:: Problem set ::
a: Answer these questions from the family memories text, marking each answer (i), (ii) or (iii):
(i) Where did Dad invite his brothers and sisters for a day of picnicking and games?
(ii) What two things does Irene Morrill Wilkinson remember in connection with the Fourth of July?
(iii) Where did Oran L. Morrill go back to this summer?
b: In the family memories text, why are Irene Morrill Wilkinson's memories of her parents happy ones? Answer in one to three sentences.
c: Resume Oran L. Morrill's section of the family memories text, picking up after its final sentence.

Irene Morrill Wilkinson’s Memories
My memories of my parents are happy ones. They were loving parents and loved each other and, of course, that makes for many happy memories. They worked very hard, but they also knew how to relax and plan fun things for their children.
I remember Dad inviting his brothers and sisters – and as many as were able accepted – to Paradise Park for a day of picnicking and relaxing and playing games. I remember the ice house and homemade ice-cream on the Fourth of July. There are so many happy memories that I could go on and on. The feeling of being loved and doing things together as a family is something I will always remember and treasure.
Oran L. Morrill’s Memories
When we went back to Tridell this summer, many memories came to mind. The first and foremost were thoughts of Dad and Mom. They really had a desire to build a home for the family where there was love and unity, and the longer we lived in our home the more wonderful and happy it was.

:: Data section ::
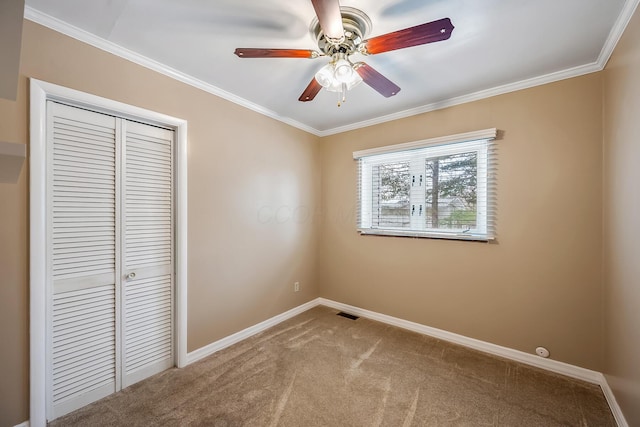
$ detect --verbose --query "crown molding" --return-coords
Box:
[24,6,319,136]
[320,62,602,136]
[24,0,640,137]
[596,0,640,70]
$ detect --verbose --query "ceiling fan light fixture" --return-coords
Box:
[333,58,355,83]
[316,62,334,89]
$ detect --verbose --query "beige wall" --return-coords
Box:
[604,5,640,426]
[5,8,640,426]
[0,21,320,427]
[319,74,603,370]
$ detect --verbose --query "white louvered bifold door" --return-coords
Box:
[47,102,118,419]
[46,101,174,420]
[122,122,174,387]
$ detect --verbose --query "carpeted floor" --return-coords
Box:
[50,307,616,427]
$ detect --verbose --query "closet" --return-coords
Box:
[46,101,175,420]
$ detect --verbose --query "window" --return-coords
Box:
[353,129,496,241]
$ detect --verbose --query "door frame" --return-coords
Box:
[29,78,187,426]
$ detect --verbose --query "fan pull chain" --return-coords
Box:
[338,83,347,107]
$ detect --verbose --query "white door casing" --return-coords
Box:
[30,79,187,426]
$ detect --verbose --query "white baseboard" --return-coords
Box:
[320,298,602,384]
[600,375,629,427]
[187,298,320,365]
[319,298,629,427]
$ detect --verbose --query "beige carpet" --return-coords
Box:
[50,307,615,427]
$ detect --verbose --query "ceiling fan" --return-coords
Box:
[234,0,454,106]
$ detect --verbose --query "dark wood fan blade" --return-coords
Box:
[355,62,400,98]
[233,47,318,58]
[362,18,455,55]
[311,0,344,40]
[298,77,322,102]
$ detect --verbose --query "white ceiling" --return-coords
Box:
[25,0,638,135]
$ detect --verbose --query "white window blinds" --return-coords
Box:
[353,129,496,241]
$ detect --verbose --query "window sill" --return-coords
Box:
[358,228,494,242]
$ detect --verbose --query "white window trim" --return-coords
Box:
[29,79,187,426]
[353,128,498,160]
[353,128,498,242]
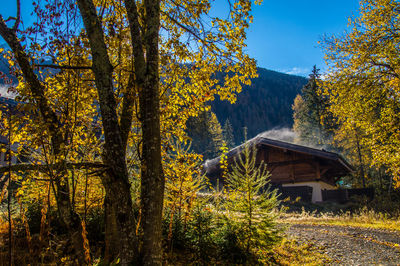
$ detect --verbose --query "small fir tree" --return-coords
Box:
[226,133,280,254]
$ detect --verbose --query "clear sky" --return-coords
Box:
[247,0,359,76]
[0,0,359,76]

:: Per-task answers ::
a:
(i) Paradise Park
(ii) The ice house and homemade ice-cream
(iii) Tridell

b: Her parents were loving parents who loved each other, which makes for many happy memories. They worked very hard but also knew how to relax and plan fun things for their children.

c:
Dad and Mom were unified in all things and their desire was to make things better for the entire family and see that all things were to benefit each member. When I think of the hard work that Dad and Mom went through, I realize how thankful we all should be. We were all blessed as a family. I’m grateful for our parents, brothers and sisters.
Dad had many interests such as farming, raising cattle, (both milk and beef cows), raising work and riding horses, and sheep. He built a store in Lapoint and managed it for a few years. In the fall, Dad and his sons would get plenty of coal and wood to see us through the cold winters. Mom was always thinking what she and the girls could do. They bottled fruit and made quilts. Mom, Wilda, Della and Irene were all very good cooks and housekeepers.
I recall a knock came on the door one winter night. Father answered it. It was Olie Justus who lived up at Deep Creek. He had walked because he had no car (5-7 miles). He said he had a sick daughter and couldn’t think of anyone but Dad who would take him and his daughter to Vernal (30 miles to the closest doctor). I went with Dad. It was a very cold winter night. We returned the next morning.
Almost every year Dad and Uncle Ellis would go to the saw mill to put in a permit. During that stay, it was late in the year. Arthur Wooley from Tridell went up to work in the lumber. He went alone with a team of horses. One evening after Dad and Ellis had stopped for the day, they saw Arthur’s team of horses coming in without Arthur. Dad, Uncle Ellis and Uncle Frank went out to find him. He had cut down a tree which had fallen on him and killed him. They put him on the sleigh and took him twenty miles in to Tridell.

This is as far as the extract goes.